Текст для чтения:
+++
Ему это не прощается. Это как-то под пьяную лавочку высказал все Олеша.
22 сентября.Вчера в таких же разговорах досидели до четырех утра. Сегодня утром звонили из Вахтанговского — на какое число хотим билеты на «Шел солдат с фронта» — сказала — на 25-е.
Потом — из Большого — Яков Л.
— Где М. А.?
— Ушел в филиал.
— У меня к нему дело есть, интересное. Хороший разговор.
Потом оказалось, что Большой театр предлагает М. А. делать либретто по «М-elle Фифи» с Дунаевским — композитором.
Самосуд подчеркивал:
— Главное — интересная фабула!
Часть материалов раздобыли тут же — на обратном пути домой.
А сейчас, ночью, М. А. рассказал мне содержание всех пяти картин.
23 сентября.С утра М. А. диктовал мне заключение по поводу этого проклятого Опанаса.
Потом — в филиал. Потом — дирекция. М. А. попросил достать из библиотеки Мопассана в подлиннике. Яков предложил свою машину, и мы поехали домой. Вечером тихо дома. М. А. читает Мопассана.
24 сентября.Дикое утомление от выходного дня.
М. А. днем работал над «Фифи», а вечером поехал к Вильямсам и с ними вместе — к Понсовым.
25 сентября.М. А. — за «Фифи».
Вечером пошла с Оленькой в Вахтанговский («Шел солдат…»). Катаев — автор, Петров, Алексей Толстой, Фадеев.
Автора не вызывали ни разу. Разговаривала с Вильямсами, конечно — с Дмитриевым, художником спектакля. Он был до слез взволнован, что на сцене разорвалась туча и дождь не пошел.
Видела Русинову, она мне говорила, что в том виде, как написан «Поход 14 держав», театр ставить не будет, а Алексей Толстой не хочет переделывать. Что будет — неизвестно.
26 сентября.Сегодня днем М. А. проведал Арендта, тот болен. От него — к зубному врачу.
Вечером — «Фифи». Читал мне первую картину.
+++
Фрагмент данных:
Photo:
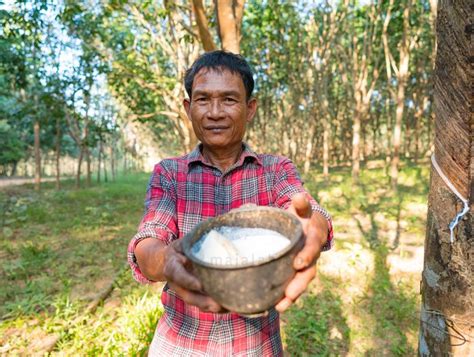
+++
Используя сведения:
- 1) Процитируйте дневниковые записи выше: всё от слов «Потом — в филиал.» вплоть до слов «вместе — к Понсовым.».
- 2) Продолжите дневниковые записи, начав сразу после их последнего предложения.

Ответы к упражнению:
- 1)
Потом — в филиал. Потом — дирекция. М. А. попросил достать из библиотеки Мопассана в подлиннике. Яков предложил свою машину, и мы поехали домой. Вечером тихо дома. М. А. читает Мопассана.
24 сентября.Дикое утомление от выходного дня.
М. А. днем работал над «Фифи», а вечером поехал к Вильямсам и с ними вместе — к Понсовым.

- 2)
27 сентября.В «Вечерке» ругают Катаева за фальшь и поверхностность. Звонил мой Женичка и сказал, что в «Красной Звезде» и в «Комсомольской правде» тоже ругают.
В «Литературке» — статья Горюнова — о репертуаре, плаксивая. Перечисляет все обиды, нанесенные театру. Как Комитет им сказал, что юбилейную пьесу дадут им после конкурса, что конкурс провалился, что они сами должны были искать пьесу, что пьесу дорабатывал автор уже в театре с помощью всего коллектива («Человек с ружьем» Погодина). О том, как начальник Театрального управления Гранберг (или Гринберг — не помню) директивно предложил им ставить пьесу Прута. И еще много всяких разностей. В конце статьи, при перечислении пьес, которые они собираются ставить, — «Дон-Кихот», который сделал М. Булгаков.
Звонил Марков — когда можно придти? Условились на сегодня вечером.
28 сентября.Вчера, конечно, засиделись очень поздно. Пришли Марков и Виленкин. Старались доказать, что сейчас все по-иному: плохие пьесы никого не удовлетворяют, у всех желание настоящей вещи. Надо, чтобы М. А. сейчас именно написал пьесу. М. А. отвечал, что раз Литовский опять выплыл, опять получил место и чин, — все будет по-старому. Литовский — это символ.
После ужина они уговорили М. А. почитать. Он прочел три первые главы «Мастера». Сказали, что все так ясно видно, так ощутимо. Условились, что первого придут слушать продолжение.
Марков, уходя, говорил, что «в воздухе — грозный призрак войны».
Сегодня утром М. А. читал присланное ему на отзыв либретто «Ледовое побоище». Авторы приводят мотивы, почему надо ставить эту оперу, доказывают на трех страницах, что театру выгодна эта постановка, так как налицо полная аналогия с немецкими фашистами. А кроме того — можно показать на сцене такие эффектные вещи, как северное сияние, перевертывающуюся льдину, кровавый лед и тому подобное.
Либретто (текста) нет, есть экспозиция. Неизвестно, что они сделают, сюжетная линия путаная, громоздкая.
М. А. пошел с Сережкой в Сандуновские бани.
Включила радио: войска идут через Берлин в полной готовности. Гитлер объявил Чехии ультиматум.
Значит, действительно, война! Боже.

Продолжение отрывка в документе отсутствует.